-------- EXTRAIT DU TEXTE
« Avec la Green Line, Bureau Veritas veut contribuer à la protection de la planète »

GRAND ENTRETIEN. Le directeur général de Bureau Veritas dévoile en avant-première à La Tribune sa « Green Line », un ensemble de services et de solutions en termes d'inspection, d'audit, de certification des industries et des organisations sur les engagements de développement durable. Didier Michaud-Daniel donne aussi sa vision de l'impact de la pandémie sur l'économie, notamment en Chine, et des conséquences du confinement.
Didier Michaud-Daniel (DG de Bureau Veritas) : La confiance, selon moi, nait de deux choses : l'expertise et l'indépendance. L'expertise peut avoir ses limites, on le voit avec les débats sur les modalités du confinement. L'indépendance, elle, est claire. Dans nos métiers, on combine les deux, on est donc capable de redonner la confiance à nos clients, et surtout au consommateur final.
Didier Michaud-Daniel (DG de Bureau Veritas) : "La confiance, selon moi, nait de deux choses : l'expertise et l'indépendance. L'expertise peut avoir ses limites, on le voit avec les débats sur les modalités du confinement. L'indépendance, elle, est claire. Dans nos métiers, on combine les deux, on est donc capable de redonner la confiance à nos clients, et surtout au consommateur final." (Crédits : dr)

LA TRIBUNE - Lors de la présentation de vos résultats trimestriels en octobre, vous aviez évoqué trois scénarios face aux incertitudes, une "reprise (économique) lente et progressive", une aggravation de la pandémie" et "une reprise atone". A l'époque, vous aviez privilégié le premier. Avec le nouveau confinement en cours, notamment en Europe, avez-vous changé de scénario ?

DIDIER MICHAUD-DANIEL - Cela peut paraître contre-intuitif, mais je reste sur mon premier scénario. D'une part, la période que nous vivons, du moins depuis la semaine dernière, montre que l'activité ne s'est pas arrêtée brutalement, contrairement à ce qui s'était passé durant le premier confinement. Nombre d'industries fonctionnent, ce qui nous permet de continuer à faire nos inspections, nos audits et nos certifications sur les sites. L'impact sera sans doute beaucoup moins fort que celui que nous avons connu avant l'été, notamment en France. D'autre part, les échanges que j'ai avec les patrons de nos bureaux en Asie, notamment en Chine qui représente la première source de revenus de Bureau Veritas, indiquent que la reprise économique y est vigoureuse. Je n'imagine donc pas un trou d'air tel que celui que nous avons connu au deuxième trimestre.
----------------
-------- LIGNES FOURNIES
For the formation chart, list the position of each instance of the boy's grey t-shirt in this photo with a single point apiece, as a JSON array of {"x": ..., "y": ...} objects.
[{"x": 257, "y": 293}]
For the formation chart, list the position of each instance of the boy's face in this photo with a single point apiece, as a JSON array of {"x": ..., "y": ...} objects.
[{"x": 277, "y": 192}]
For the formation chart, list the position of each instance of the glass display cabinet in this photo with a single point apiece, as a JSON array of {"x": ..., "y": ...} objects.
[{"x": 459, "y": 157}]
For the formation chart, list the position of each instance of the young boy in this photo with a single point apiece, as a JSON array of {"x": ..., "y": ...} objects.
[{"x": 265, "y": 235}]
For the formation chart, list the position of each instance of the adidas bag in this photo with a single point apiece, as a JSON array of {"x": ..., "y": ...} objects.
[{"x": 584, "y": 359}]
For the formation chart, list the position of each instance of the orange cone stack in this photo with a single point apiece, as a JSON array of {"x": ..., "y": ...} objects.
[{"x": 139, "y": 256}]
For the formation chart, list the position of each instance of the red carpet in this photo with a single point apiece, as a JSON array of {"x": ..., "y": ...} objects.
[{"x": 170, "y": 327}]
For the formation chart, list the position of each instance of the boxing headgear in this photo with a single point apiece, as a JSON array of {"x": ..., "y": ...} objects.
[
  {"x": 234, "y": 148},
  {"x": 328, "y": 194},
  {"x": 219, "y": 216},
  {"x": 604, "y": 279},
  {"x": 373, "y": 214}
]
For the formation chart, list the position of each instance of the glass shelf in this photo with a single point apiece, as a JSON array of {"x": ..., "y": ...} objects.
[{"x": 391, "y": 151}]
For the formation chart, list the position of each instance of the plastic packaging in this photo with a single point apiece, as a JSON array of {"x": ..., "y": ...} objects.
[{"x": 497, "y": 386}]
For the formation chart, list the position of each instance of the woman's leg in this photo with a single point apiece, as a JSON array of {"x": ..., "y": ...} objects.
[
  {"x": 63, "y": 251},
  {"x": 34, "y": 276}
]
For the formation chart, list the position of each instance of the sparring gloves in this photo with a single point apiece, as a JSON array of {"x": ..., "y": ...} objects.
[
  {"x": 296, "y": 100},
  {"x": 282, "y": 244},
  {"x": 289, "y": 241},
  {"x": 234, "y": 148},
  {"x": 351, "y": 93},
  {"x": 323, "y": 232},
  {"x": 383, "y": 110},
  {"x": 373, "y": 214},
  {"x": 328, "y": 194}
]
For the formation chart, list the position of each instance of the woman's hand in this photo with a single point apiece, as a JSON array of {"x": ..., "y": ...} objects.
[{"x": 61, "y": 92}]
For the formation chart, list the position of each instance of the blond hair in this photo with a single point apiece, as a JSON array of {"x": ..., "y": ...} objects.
----------------
CONSIGNES DE L'EXERCICE:
1. D'après l'entretien sur Bureau Veritas, pourquoi le directeur général conserve-t-il son premier scénario malgré le nouveau confinement ? Répondez en une à trois phrases.
2. Reprenez l'entretien sur Bureau Veritas à la suite de la dernière phrase et poursuivez-le.
Les lignes forment un matériau distinct de l'entretien sur Bureau Veritas.

RÉPONSES DANS L'ORDRE:
1. Contrairement au premier confinement, l'activité ne s'est pas arrêtée brutalement : nombre d'industries fonctionnent, ce qui permet de poursuivre inspections, audits et certifications sur les sites. De plus, ses échanges avec les patrons des bureaux en Asie, notamment en Chine, première source de revenus du groupe, indiquent une reprise économique vigoureuse.

2.
Précisément de par votre implantation vous connaissez bien la Chine. Comment les autorités développent-elles la politique économique post-pandémie ?

J'ai en effet des échanges hebdomadaires avec nos bureaux locaux, basés à Shanghai, qui sont dirigés par des collaborateurs nationaux : l'activité « matières premières, industrie et infrastructures » par David Wang, et l'activité « biens de consommation » par une femme, Catherine Cheng. Selon nos informations, l'épidémie est sous contrôle dans le pays, où peu de cas de contamination sont recensés. Et nous en bénéficions, notamment dans le secteur « construction et énergie ». Nous sommes les leaders en matière d'inspection des infrastructures énergétiques, et nous allons bénéficier de nombre d'initiatives prises par le gouvernement chinois. Notre croissance y est pratiquement de 10%.

Quelles sont précisément ces initiatives gouvernementales ?

Le gouvernement a décidé de mettre rapidement des moyens dans les énergies renouvelables, le nucléaire, considéré comme non polluant en termes de rejet de CO2, et dans le développement durable. De multiples appels d'offres sont lancés pour des fermes éoliennes, des installations solaires, et pour le développement d'une filière hydrogène. Nous avons une expertise dans ces domaines. Et puis les constructions d'infrastructures se poursuivent en raison de la migration continue des habitants des campagnes vers les villes. Je rappelle que parmi les économies développées le taux d'urbanisation en Chine est l'un des plus bas du monde. Les besoins de cette urbanisation croissante, notamment l'électrification, sont énormes. Et grâce à nos joint-ventures, nous pouvons accompagner nos clients chinois.

Qu'a changé la crise sanitaire pour votre propre activité, vos métiers, notamment l'hygiène, la sécurité, la santé ?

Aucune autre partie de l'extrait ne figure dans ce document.